▶ _SET TASK_: Reproduce the records from the first line through the line containing "[[23,264],[39,280],[103,267],[113,210],[75,176]]", replacing "sample" with "example" and changing nothing else.

-- Start MATERIAL FOR THIS TASK --

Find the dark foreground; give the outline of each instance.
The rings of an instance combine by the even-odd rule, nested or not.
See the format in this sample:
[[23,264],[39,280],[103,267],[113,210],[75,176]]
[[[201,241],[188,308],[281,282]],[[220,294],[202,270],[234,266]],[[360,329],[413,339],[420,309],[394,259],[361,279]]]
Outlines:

-- End MATERIAL FOR THIS TASK --

▶ _OUTPUT_:
Find the dark foreground; give the outline of each instance.
The rings of an instance combine by the even-odd rule, nested or not.
See the format in this example:
[[23,264],[39,280],[103,267],[113,210],[75,176]]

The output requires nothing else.